— START OF SUPPLIED RECORDS —

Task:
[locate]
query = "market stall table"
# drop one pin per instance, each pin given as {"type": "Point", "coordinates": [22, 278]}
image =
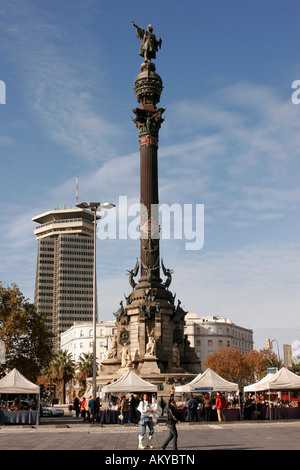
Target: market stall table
{"type": "Point", "coordinates": [19, 417]}
{"type": "Point", "coordinates": [231, 414]}
{"type": "Point", "coordinates": [112, 416]}
{"type": "Point", "coordinates": [280, 412]}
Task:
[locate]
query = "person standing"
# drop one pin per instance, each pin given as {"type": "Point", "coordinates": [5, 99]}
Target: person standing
{"type": "Point", "coordinates": [207, 404]}
{"type": "Point", "coordinates": [132, 409]}
{"type": "Point", "coordinates": [192, 406]}
{"type": "Point", "coordinates": [172, 419]}
{"type": "Point", "coordinates": [146, 420]}
{"type": "Point", "coordinates": [162, 404]}
{"type": "Point", "coordinates": [221, 404]}
{"type": "Point", "coordinates": [124, 410]}
{"type": "Point", "coordinates": [76, 406]}
{"type": "Point", "coordinates": [93, 409]}
{"type": "Point", "coordinates": [82, 408]}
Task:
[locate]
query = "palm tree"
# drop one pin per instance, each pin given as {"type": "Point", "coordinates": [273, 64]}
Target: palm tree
{"type": "Point", "coordinates": [84, 369]}
{"type": "Point", "coordinates": [62, 367]}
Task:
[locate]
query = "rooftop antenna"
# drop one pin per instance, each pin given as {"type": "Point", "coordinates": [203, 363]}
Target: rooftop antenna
{"type": "Point", "coordinates": [76, 190]}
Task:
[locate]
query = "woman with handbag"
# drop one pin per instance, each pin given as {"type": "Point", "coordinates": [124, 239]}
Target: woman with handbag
{"type": "Point", "coordinates": [145, 420]}
{"type": "Point", "coordinates": [172, 419]}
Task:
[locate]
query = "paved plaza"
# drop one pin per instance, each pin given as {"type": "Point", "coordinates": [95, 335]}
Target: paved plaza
{"type": "Point", "coordinates": [71, 435]}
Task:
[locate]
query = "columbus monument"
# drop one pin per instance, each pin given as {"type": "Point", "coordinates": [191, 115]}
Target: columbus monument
{"type": "Point", "coordinates": [150, 321]}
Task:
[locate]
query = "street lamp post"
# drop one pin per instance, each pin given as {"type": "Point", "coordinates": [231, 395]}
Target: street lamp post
{"type": "Point", "coordinates": [94, 207]}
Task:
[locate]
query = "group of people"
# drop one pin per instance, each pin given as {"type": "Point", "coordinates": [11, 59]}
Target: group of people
{"type": "Point", "coordinates": [17, 405]}
{"type": "Point", "coordinates": [150, 411]}
{"type": "Point", "coordinates": [87, 408]}
{"type": "Point", "coordinates": [206, 405]}
{"type": "Point", "coordinates": [128, 405]}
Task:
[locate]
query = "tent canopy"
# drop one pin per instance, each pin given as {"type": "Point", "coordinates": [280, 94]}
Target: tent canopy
{"type": "Point", "coordinates": [255, 386]}
{"type": "Point", "coordinates": [15, 382]}
{"type": "Point", "coordinates": [130, 382]}
{"type": "Point", "coordinates": [284, 379]}
{"type": "Point", "coordinates": [208, 381]}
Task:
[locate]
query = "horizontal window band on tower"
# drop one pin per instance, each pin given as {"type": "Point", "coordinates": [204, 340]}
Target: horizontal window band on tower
{"type": "Point", "coordinates": [148, 140]}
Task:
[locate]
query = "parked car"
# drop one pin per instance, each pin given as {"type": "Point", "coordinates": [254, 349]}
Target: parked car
{"type": "Point", "coordinates": [48, 410]}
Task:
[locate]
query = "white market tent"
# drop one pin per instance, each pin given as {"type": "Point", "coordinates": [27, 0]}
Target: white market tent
{"type": "Point", "coordinates": [15, 383]}
{"type": "Point", "coordinates": [284, 380]}
{"type": "Point", "coordinates": [130, 382]}
{"type": "Point", "coordinates": [254, 387]}
{"type": "Point", "coordinates": [208, 381]}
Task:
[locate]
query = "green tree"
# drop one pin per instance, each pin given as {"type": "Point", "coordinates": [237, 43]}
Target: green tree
{"type": "Point", "coordinates": [27, 340]}
{"type": "Point", "coordinates": [240, 368]}
{"type": "Point", "coordinates": [84, 369]}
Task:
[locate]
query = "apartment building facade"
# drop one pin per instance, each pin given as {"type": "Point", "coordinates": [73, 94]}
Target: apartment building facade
{"type": "Point", "coordinates": [64, 272]}
{"type": "Point", "coordinates": [212, 333]}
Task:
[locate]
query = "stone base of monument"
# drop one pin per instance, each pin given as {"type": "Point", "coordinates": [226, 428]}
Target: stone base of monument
{"type": "Point", "coordinates": [149, 366]}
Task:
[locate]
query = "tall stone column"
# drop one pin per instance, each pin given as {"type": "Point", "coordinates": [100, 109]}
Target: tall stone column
{"type": "Point", "coordinates": [150, 327]}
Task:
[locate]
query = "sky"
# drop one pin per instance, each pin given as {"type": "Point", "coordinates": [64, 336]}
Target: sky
{"type": "Point", "coordinates": [229, 144]}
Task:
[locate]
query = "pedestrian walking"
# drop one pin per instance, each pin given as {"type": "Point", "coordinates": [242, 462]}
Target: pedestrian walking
{"type": "Point", "coordinates": [192, 407]}
{"type": "Point", "coordinates": [207, 405]}
{"type": "Point", "coordinates": [82, 408]}
{"type": "Point", "coordinates": [162, 404]}
{"type": "Point", "coordinates": [76, 406]}
{"type": "Point", "coordinates": [132, 409]}
{"type": "Point", "coordinates": [221, 404]}
{"type": "Point", "coordinates": [146, 411]}
{"type": "Point", "coordinates": [124, 410]}
{"type": "Point", "coordinates": [93, 409]}
{"type": "Point", "coordinates": [172, 419]}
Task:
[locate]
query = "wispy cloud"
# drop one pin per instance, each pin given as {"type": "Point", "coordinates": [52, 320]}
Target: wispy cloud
{"type": "Point", "coordinates": [60, 87]}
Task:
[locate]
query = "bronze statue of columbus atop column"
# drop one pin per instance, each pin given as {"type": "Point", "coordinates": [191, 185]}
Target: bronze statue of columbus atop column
{"type": "Point", "coordinates": [150, 44]}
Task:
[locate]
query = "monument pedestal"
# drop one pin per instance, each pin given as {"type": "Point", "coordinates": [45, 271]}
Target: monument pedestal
{"type": "Point", "coordinates": [149, 366]}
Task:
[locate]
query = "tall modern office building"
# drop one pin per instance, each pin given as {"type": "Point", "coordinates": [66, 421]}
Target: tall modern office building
{"type": "Point", "coordinates": [64, 274]}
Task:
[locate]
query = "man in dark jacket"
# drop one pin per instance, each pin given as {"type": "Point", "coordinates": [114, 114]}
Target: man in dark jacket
{"type": "Point", "coordinates": [192, 406]}
{"type": "Point", "coordinates": [172, 419]}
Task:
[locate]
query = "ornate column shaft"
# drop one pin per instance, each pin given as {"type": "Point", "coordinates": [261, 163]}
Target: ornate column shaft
{"type": "Point", "coordinates": [148, 120]}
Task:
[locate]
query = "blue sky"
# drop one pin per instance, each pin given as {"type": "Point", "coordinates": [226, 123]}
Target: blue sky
{"type": "Point", "coordinates": [230, 141]}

— END OF SUPPLIED RECORDS —

STATED GOAL: Quote every record above exactly, omitting any pictures they contain.

RESULT OF THIS EXERCISE:
Task:
[locate]
query = "market stall table"
# drop one pin per instance, each pin given as {"type": "Point", "coordinates": [22, 278]}
image =
Target: market stall table
{"type": "Point", "coordinates": [19, 417]}
{"type": "Point", "coordinates": [231, 414]}
{"type": "Point", "coordinates": [112, 416]}
{"type": "Point", "coordinates": [280, 412]}
Task:
[locate]
query = "person standing"
# drop one pin per instance, each pin given as {"type": "Point", "coordinates": [5, 99]}
Target: person standing
{"type": "Point", "coordinates": [207, 404]}
{"type": "Point", "coordinates": [132, 409]}
{"type": "Point", "coordinates": [192, 406]}
{"type": "Point", "coordinates": [172, 419]}
{"type": "Point", "coordinates": [146, 420]}
{"type": "Point", "coordinates": [162, 404]}
{"type": "Point", "coordinates": [221, 404]}
{"type": "Point", "coordinates": [124, 410]}
{"type": "Point", "coordinates": [76, 406]}
{"type": "Point", "coordinates": [93, 409]}
{"type": "Point", "coordinates": [82, 408]}
Task:
[locate]
query = "palm tree"
# drop one pin per instance, each pin given as {"type": "Point", "coordinates": [273, 64]}
Target: palm tree
{"type": "Point", "coordinates": [84, 369]}
{"type": "Point", "coordinates": [62, 367]}
Task:
[locate]
query = "rooftop antenna"
# drop one pin per instance, each pin given as {"type": "Point", "coordinates": [203, 363]}
Target: rooftop antenna
{"type": "Point", "coordinates": [76, 190]}
Task:
[locate]
query = "woman with handbag"
# drop one pin per instance, each pin given as {"type": "Point", "coordinates": [124, 239]}
Target: woman with handbag
{"type": "Point", "coordinates": [145, 420]}
{"type": "Point", "coordinates": [172, 419]}
Task:
[locate]
query = "paved plaza"
# drop one pin per instance, each pin given as {"type": "Point", "coordinates": [95, 335]}
Target: paved plaza
{"type": "Point", "coordinates": [71, 435]}
Task:
[locate]
query = "columbus monument"
# drop one pin per instance, each pin given as {"type": "Point", "coordinates": [191, 115]}
Target: columbus monument
{"type": "Point", "coordinates": [150, 321]}
Task:
[locate]
query = "street lamp post"
# drop one pin per instance, each pin given as {"type": "Point", "coordinates": [231, 395]}
Target: street lamp post
{"type": "Point", "coordinates": [94, 207]}
Task:
[locate]
query = "group of people"
# drop one pin per instance, each pin given as {"type": "Point", "coordinates": [11, 59]}
Target: group of people
{"type": "Point", "coordinates": [17, 405]}
{"type": "Point", "coordinates": [150, 411]}
{"type": "Point", "coordinates": [87, 408]}
{"type": "Point", "coordinates": [206, 405]}
{"type": "Point", "coordinates": [128, 405]}
Task:
[locate]
query = "tent canopy"
# drop one pin per instance, each pin given as {"type": "Point", "coordinates": [280, 94]}
Target: tent canopy
{"type": "Point", "coordinates": [255, 386]}
{"type": "Point", "coordinates": [15, 382]}
{"type": "Point", "coordinates": [130, 382]}
{"type": "Point", "coordinates": [284, 379]}
{"type": "Point", "coordinates": [208, 381]}
Task:
[locate]
query = "horizontal window band on tower"
# drop one pin per instance, each pin given as {"type": "Point", "coordinates": [204, 340]}
Target: horizontal window band on tower
{"type": "Point", "coordinates": [148, 140]}
Task:
[locate]
query = "parked car"
# drop one pin per instance, each pin given as {"type": "Point", "coordinates": [254, 349]}
Target: parked car
{"type": "Point", "coordinates": [48, 410]}
Task:
[locate]
query = "white market tent"
# drop one pin per instance, each pin given as {"type": "Point", "coordinates": [27, 0]}
Target: white market tent
{"type": "Point", "coordinates": [15, 383]}
{"type": "Point", "coordinates": [284, 380]}
{"type": "Point", "coordinates": [130, 382]}
{"type": "Point", "coordinates": [254, 387]}
{"type": "Point", "coordinates": [208, 381]}
Task:
[locate]
query = "green tree"
# drop one pin per instance, each pin given as {"type": "Point", "coordinates": [237, 43]}
Target: green tree
{"type": "Point", "coordinates": [27, 340]}
{"type": "Point", "coordinates": [240, 368]}
{"type": "Point", "coordinates": [84, 369]}
Task:
[locate]
query = "apartment building facade"
# drop one pin per instance, each pin given as {"type": "Point", "coordinates": [73, 94]}
Target: apartment building facade
{"type": "Point", "coordinates": [64, 272]}
{"type": "Point", "coordinates": [212, 333]}
Task:
[locate]
query = "stone base of monument"
# drop one pin per instance, each pin given as {"type": "Point", "coordinates": [226, 428]}
Target: stone base of monument
{"type": "Point", "coordinates": [149, 366]}
Task:
[locate]
query = "tall stone column"
# drop one pin per instance, each pin given as {"type": "Point", "coordinates": [100, 109]}
Target: tall stone column
{"type": "Point", "coordinates": [150, 327]}
Task:
[locate]
query = "sky"
# drop one pin per instance, each pin given as {"type": "Point", "coordinates": [64, 336]}
Target: sky
{"type": "Point", "coordinates": [229, 144]}
Task:
[locate]
query = "pedestrian walking"
# drop one pin per instance, each pin given as {"type": "Point", "coordinates": [242, 462]}
Target: pedestrian walking
{"type": "Point", "coordinates": [192, 407]}
{"type": "Point", "coordinates": [207, 405]}
{"type": "Point", "coordinates": [82, 408]}
{"type": "Point", "coordinates": [162, 404]}
{"type": "Point", "coordinates": [76, 406]}
{"type": "Point", "coordinates": [132, 409]}
{"type": "Point", "coordinates": [221, 404]}
{"type": "Point", "coordinates": [146, 411]}
{"type": "Point", "coordinates": [124, 410]}
{"type": "Point", "coordinates": [93, 409]}
{"type": "Point", "coordinates": [172, 419]}
Task:
[locate]
query = "wispy cloud"
# drop one pin per instance, each pin given as {"type": "Point", "coordinates": [52, 320]}
Target: wispy cloud
{"type": "Point", "coordinates": [60, 87]}
Task:
[locate]
query = "bronze statue of columbus atop column"
# drop one pin per instance, each pin given as {"type": "Point", "coordinates": [191, 185]}
Target: bronze statue of columbus atop column
{"type": "Point", "coordinates": [150, 44]}
Task:
[locate]
query = "monument pedestal"
# drop one pin per instance, each pin given as {"type": "Point", "coordinates": [45, 271]}
Target: monument pedestal
{"type": "Point", "coordinates": [149, 366]}
Task:
[locate]
query = "tall modern office building"
# drop one pin per instance, each pin given as {"type": "Point", "coordinates": [66, 421]}
Target: tall modern office building
{"type": "Point", "coordinates": [64, 274]}
Task:
[locate]
query = "man in dark jacket"
# drop one pin per instance, each pin given as {"type": "Point", "coordinates": [114, 114]}
Target: man in dark jacket
{"type": "Point", "coordinates": [192, 406]}
{"type": "Point", "coordinates": [172, 419]}
Task:
[locate]
query = "ornate column shaft"
# drop one pin per instance, each pin given as {"type": "Point", "coordinates": [261, 163]}
Target: ornate column shaft
{"type": "Point", "coordinates": [148, 120]}
Task:
[locate]
query = "blue sky"
# drop one pin per instance, each pin given as {"type": "Point", "coordinates": [226, 123]}
Target: blue sky
{"type": "Point", "coordinates": [230, 141]}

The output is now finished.